## START

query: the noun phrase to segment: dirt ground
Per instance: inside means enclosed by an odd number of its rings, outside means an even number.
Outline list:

## END
## START

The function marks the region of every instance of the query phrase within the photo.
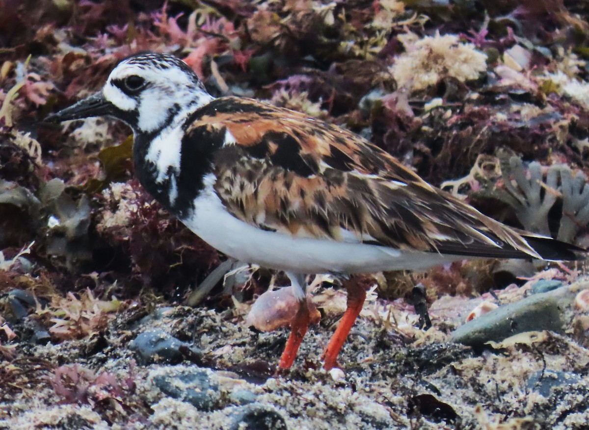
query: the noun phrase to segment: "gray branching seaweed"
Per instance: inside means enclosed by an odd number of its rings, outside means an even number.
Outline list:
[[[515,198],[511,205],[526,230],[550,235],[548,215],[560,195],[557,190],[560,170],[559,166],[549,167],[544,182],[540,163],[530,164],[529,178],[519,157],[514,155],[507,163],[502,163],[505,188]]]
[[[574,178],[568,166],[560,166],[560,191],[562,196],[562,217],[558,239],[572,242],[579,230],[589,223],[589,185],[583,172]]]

## END

Collect each line in the listing that contains the word "segment".

query: the noun phrase to segment: dirt ground
query: the noun phrase to segment: "gray branching seaweed"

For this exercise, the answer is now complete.